start INFORMATION SUPPLIED

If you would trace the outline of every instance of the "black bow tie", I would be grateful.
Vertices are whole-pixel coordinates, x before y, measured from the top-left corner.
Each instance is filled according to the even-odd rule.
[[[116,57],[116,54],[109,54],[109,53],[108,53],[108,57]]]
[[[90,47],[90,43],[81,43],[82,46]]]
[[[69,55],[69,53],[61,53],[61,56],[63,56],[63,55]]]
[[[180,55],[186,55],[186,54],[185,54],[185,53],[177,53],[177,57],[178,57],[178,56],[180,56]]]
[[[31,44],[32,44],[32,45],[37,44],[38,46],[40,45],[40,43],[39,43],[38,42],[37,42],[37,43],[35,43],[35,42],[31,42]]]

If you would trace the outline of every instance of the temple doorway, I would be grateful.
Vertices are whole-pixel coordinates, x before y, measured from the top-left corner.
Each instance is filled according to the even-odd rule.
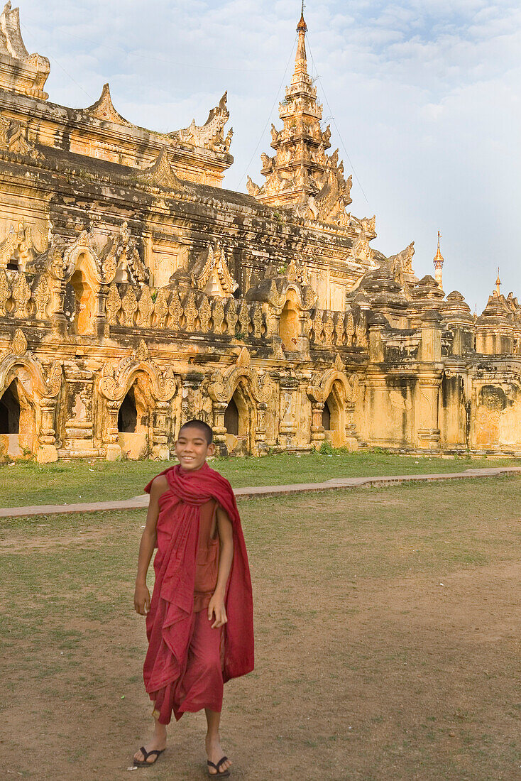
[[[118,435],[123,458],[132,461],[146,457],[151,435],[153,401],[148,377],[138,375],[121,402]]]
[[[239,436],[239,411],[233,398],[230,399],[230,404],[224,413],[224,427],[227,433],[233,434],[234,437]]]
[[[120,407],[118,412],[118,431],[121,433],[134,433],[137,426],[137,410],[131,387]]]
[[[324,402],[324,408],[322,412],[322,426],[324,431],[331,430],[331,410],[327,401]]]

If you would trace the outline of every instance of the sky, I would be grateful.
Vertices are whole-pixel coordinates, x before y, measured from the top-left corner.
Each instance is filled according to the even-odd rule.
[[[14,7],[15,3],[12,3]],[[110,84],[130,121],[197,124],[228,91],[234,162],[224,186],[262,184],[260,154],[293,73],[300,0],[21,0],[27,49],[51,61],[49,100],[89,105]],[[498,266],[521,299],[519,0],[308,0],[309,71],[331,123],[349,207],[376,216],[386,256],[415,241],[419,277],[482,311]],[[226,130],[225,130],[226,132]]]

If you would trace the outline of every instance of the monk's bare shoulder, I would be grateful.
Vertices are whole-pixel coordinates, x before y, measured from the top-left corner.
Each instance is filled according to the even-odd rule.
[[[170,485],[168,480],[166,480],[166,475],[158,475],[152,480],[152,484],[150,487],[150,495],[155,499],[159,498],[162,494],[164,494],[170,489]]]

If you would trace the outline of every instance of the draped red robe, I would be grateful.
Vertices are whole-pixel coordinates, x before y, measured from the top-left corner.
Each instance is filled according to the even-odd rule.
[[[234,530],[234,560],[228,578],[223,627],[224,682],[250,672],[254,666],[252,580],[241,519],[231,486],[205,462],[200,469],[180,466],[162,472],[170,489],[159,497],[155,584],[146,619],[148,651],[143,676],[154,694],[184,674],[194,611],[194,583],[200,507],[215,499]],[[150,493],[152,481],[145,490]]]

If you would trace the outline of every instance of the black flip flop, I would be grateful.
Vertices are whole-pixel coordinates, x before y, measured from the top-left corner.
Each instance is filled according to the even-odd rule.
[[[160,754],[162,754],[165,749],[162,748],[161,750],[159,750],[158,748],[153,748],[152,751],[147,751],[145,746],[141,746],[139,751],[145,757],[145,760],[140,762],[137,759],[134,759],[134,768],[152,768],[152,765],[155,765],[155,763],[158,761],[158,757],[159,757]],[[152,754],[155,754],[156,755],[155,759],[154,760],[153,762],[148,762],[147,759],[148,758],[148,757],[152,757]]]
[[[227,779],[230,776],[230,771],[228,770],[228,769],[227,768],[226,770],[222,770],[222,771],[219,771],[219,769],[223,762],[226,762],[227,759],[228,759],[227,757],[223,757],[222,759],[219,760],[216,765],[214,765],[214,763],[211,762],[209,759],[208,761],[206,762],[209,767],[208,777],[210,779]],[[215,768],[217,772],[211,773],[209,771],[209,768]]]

end INFORMATION SUPPLIED

TO DO. Turn every line of the records above into a numbered list, skipping blank lines and leaving out the pictures.

THE ANSWER.
1. If you would trace the outline of every instance of the "black bow tie", I would be grateful.
2. Vertices are whole-pixel coordinates, x before y, measured from the top-left corner.
3. Each instance is filled according to the even-odd rule.
4. [[[116,57],[116,54],[109,54],[109,53],[108,53],[108,57]]]
5. [[[90,47],[90,43],[81,43],[82,46]]]
6. [[[69,55],[69,53],[61,53],[61,56],[63,56],[63,55]]]
7. [[[180,55],[186,55],[186,54],[185,54],[185,53],[177,53],[177,57],[178,57],[178,56],[180,56]]]
8. [[[31,44],[32,44],[32,45],[37,44],[38,46],[40,45],[40,43],[39,43],[38,42],[37,42],[37,43],[35,43],[35,42],[31,42]]]
9. If you would trace the outline of every instance of the temple doorway, I would be grateful.
10. Vertices are whole-pixel coordinates, x before y, measured from the top-left corner.
11. Each instance is filled according to the even-odd rule.
12. [[[118,435],[123,458],[132,461],[146,457],[151,435],[153,401],[148,377],[138,375],[121,402]]]
13. [[[239,436],[239,411],[233,398],[230,399],[230,404],[224,413],[224,427],[227,433],[233,434],[234,437]]]
14. [[[120,407],[118,412],[118,431],[121,433],[134,433],[137,426],[137,410],[131,387]]]
15. [[[324,402],[324,408],[322,412],[322,426],[324,431],[331,430],[331,410],[327,401]]]
16. If you would trace the outline of every instance of the sky, I would be grateful.
17. Vertices are whole-pixel coordinates, x before y, measured from the top-left corner.
18. Each instance is filled according to the even-odd rule.
19. [[[14,7],[15,3],[12,3]],[[110,84],[130,121],[197,124],[228,91],[234,162],[224,186],[262,184],[260,154],[293,73],[300,0],[21,0],[27,49],[51,61],[49,100],[89,105]],[[498,266],[521,299],[519,0],[308,0],[309,71],[331,123],[349,207],[376,216],[386,256],[415,241],[419,277],[482,311]],[[226,130],[225,130],[226,132]]]
20. If you would trace the outline of every instance of the monk's bare shoulder, I would be grateful.
21. Vertices are whole-pixel coordinates, x before y, measured from the top-left corner.
22. Each instance is filled according to the even-odd rule.
23. [[[170,485],[168,480],[166,480],[166,475],[158,475],[152,480],[152,484],[150,487],[150,495],[155,499],[159,498],[162,494],[164,494],[170,489]]]
24. If you would trace the outline of every instance of the draped red robe, I would be grateful.
25. Vertices are whole-pixel coordinates, x before y, measured from the top-left corner.
26. Each instance is filled according to the even-odd rule.
27. [[[234,530],[234,560],[228,578],[223,627],[224,682],[250,672],[254,666],[252,580],[241,519],[231,486],[205,462],[200,469],[180,466],[162,472],[170,489],[159,497],[155,584],[146,619],[148,651],[143,676],[154,694],[184,674],[194,611],[194,583],[200,507],[215,499]],[[150,493],[152,481],[145,490]]]
28. If you would trace the outline of every instance of the black flip flop, I would be grateful.
29. Vertices are whole-pixel coordinates, x before y, measured from the top-left corner.
30. Each instance is filled according to the even-odd rule.
31. [[[160,754],[162,754],[165,749],[162,748],[161,750],[159,750],[158,748],[153,748],[152,751],[147,751],[145,746],[141,746],[139,751],[145,757],[145,760],[140,762],[137,759],[134,759],[134,768],[152,768],[152,765],[155,765],[155,763],[158,761],[158,757],[159,757]],[[152,754],[155,754],[156,755],[155,759],[154,760],[153,762],[148,762],[147,759],[148,758],[148,757],[152,757]]]
32. [[[227,779],[230,776],[230,771],[228,770],[228,769],[227,768],[226,770],[222,770],[222,771],[219,771],[219,769],[223,762],[226,762],[227,759],[228,759],[227,757],[223,757],[222,759],[219,760],[216,765],[214,765],[214,763],[211,762],[209,759],[208,761],[206,762],[209,767],[208,777],[210,779]],[[215,768],[217,772],[211,773],[209,771],[209,768]]]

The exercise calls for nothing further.